## BEGIN Given entries
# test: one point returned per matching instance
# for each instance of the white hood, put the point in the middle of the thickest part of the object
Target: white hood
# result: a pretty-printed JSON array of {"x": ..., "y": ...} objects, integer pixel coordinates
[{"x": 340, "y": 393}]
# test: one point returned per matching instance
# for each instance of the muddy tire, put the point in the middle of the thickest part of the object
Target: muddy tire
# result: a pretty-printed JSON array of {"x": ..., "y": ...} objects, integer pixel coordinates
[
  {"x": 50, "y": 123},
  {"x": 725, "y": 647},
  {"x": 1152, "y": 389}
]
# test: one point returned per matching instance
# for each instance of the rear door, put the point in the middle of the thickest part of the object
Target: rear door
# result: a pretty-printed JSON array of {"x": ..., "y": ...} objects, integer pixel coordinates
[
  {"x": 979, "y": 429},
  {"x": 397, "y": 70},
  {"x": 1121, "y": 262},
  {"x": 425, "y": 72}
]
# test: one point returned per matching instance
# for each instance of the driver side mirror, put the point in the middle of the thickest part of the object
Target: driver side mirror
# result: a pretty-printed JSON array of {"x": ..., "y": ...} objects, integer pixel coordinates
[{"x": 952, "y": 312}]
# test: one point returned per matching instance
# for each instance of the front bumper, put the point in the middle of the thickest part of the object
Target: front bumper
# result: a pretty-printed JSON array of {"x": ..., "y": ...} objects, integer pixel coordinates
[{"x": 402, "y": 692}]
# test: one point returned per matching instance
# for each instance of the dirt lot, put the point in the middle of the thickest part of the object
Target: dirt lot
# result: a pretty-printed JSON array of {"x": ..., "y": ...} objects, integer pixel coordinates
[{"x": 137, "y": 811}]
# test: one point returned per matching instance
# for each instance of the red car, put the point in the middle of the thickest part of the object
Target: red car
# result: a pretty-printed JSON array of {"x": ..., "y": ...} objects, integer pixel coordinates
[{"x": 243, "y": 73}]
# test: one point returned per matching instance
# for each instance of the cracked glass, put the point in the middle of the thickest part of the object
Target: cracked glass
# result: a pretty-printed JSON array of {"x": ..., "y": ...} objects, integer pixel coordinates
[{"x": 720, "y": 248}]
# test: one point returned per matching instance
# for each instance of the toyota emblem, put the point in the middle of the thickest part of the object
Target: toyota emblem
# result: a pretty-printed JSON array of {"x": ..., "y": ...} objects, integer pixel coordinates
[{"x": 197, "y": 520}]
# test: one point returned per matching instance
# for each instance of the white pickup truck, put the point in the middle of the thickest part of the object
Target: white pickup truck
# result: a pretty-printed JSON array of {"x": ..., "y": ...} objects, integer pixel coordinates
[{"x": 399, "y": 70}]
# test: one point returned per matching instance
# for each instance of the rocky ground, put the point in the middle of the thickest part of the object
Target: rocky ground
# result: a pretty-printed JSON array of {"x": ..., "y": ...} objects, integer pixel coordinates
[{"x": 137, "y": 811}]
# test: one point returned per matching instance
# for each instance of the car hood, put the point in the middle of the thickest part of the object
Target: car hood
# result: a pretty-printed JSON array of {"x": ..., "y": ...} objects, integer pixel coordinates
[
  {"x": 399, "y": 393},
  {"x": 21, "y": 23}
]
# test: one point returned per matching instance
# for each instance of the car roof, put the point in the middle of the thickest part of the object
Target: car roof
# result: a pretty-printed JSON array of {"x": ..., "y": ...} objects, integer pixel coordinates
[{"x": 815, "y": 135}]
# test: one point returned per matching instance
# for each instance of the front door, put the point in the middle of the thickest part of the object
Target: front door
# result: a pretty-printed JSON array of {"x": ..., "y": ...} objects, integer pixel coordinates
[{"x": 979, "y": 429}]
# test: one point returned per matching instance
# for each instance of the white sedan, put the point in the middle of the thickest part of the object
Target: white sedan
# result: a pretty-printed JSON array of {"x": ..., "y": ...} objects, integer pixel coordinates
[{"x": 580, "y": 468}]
## END Given entries
▶ [Objective] Return every line of the material above that contains the string "front", copying each one unchanged. The match is case-sensitive.

▶ [Answer for this exercise]
# for each instance of the front bumper, put the point in the middle of the thickest part of the object
Target: front bumper
# for each instance of the front door, put the point in the middle of the thickest part of the object
Target: front door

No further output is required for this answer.